- [What to work on]:
Convert the entries below into a two-column CSV with the headers "request" and "response". Use one row per entry, with each text in a single quoted field and any line breaks replaced by spaces.

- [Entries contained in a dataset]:
▶
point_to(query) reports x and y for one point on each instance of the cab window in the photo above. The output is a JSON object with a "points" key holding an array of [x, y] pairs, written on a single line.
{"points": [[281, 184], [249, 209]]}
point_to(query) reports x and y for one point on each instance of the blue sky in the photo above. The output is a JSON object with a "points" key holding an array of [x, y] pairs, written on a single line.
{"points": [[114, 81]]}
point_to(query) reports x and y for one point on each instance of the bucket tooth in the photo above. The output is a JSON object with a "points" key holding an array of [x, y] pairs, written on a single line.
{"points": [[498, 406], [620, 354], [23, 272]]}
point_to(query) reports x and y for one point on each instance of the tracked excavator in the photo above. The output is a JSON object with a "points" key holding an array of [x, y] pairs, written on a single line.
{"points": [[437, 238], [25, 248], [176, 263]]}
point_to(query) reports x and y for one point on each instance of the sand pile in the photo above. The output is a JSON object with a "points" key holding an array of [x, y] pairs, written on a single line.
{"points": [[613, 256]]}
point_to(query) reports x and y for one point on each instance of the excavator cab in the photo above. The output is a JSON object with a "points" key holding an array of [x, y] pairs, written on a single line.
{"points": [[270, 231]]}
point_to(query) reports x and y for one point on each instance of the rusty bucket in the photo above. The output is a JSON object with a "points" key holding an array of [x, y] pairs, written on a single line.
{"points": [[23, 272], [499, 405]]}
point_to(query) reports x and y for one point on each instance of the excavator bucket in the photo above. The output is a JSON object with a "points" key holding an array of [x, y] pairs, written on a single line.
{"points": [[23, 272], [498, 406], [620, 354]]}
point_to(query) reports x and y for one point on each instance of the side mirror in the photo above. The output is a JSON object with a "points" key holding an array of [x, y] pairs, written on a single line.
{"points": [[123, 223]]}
◀
- [Written answer]:
request,response
"point_to(query) reports x and y for one point on each instance of the cab window in the photo above. The output is a JSON object with a ""points"" key holding an array of [x, y] pairs, written on a single line.","{""points"": [[281, 184], [249, 209]]}"
"point_to(query) reports x and y for one point on each instance of the blue sky in the photo above. The output is a JSON object with a ""points"" key holding an array of [x, y] pairs, written on a single line.","{""points"": [[114, 81]]}"
"point_to(query) reports x and y for one point on each instance of the bucket tooth in the photo above. The output is a JSON object with a ""points"" key holding an array of [x, y] pairs, written on a single line.","{""points"": [[498, 406], [620, 354], [23, 272]]}"
"point_to(query) reports x and y for one point on each instance of the tracked excavator in the photo above. The output is a JSON object with a ""points"" key holding an array of [x, y] pairs, written on a single line.","{""points"": [[437, 238], [25, 248], [176, 263]]}"
"point_to(query) reports x and y for one point on each instance of the sand pile in the photo above. The output is a JSON object with a ""points"" key holding an array of [x, y] pairs, written on a single line.","{""points"": [[613, 256]]}"
"point_to(query) reports x and y for one point on each instance of the excavator cab in the photo above. The output is a JSON object with a ""points"" key holding an array of [x, y] pairs, written on a single line.","{""points"": [[270, 231]]}"
"point_to(query) reports x and y for one point on each instance of the rusty bucket in the photo above. The output is a JSON object with a ""points"" key holding an array of [x, y] pairs, written on a single line.","{""points"": [[23, 272], [499, 405]]}"
"point_to(query) reports x and y for one point on each instance of the excavator bucket in the photo above. The output is a JSON object with a ""points"" key holding an array of [x, y] pairs, written on a single line.","{""points"": [[23, 272], [498, 406], [620, 354]]}"
"point_to(query) reports x and y for one point on each instance of the side mirror in the photo above. The output is a JSON object with a ""points"" key holding an array of [x, y] pairs, written on a single line.","{""points"": [[123, 223]]}"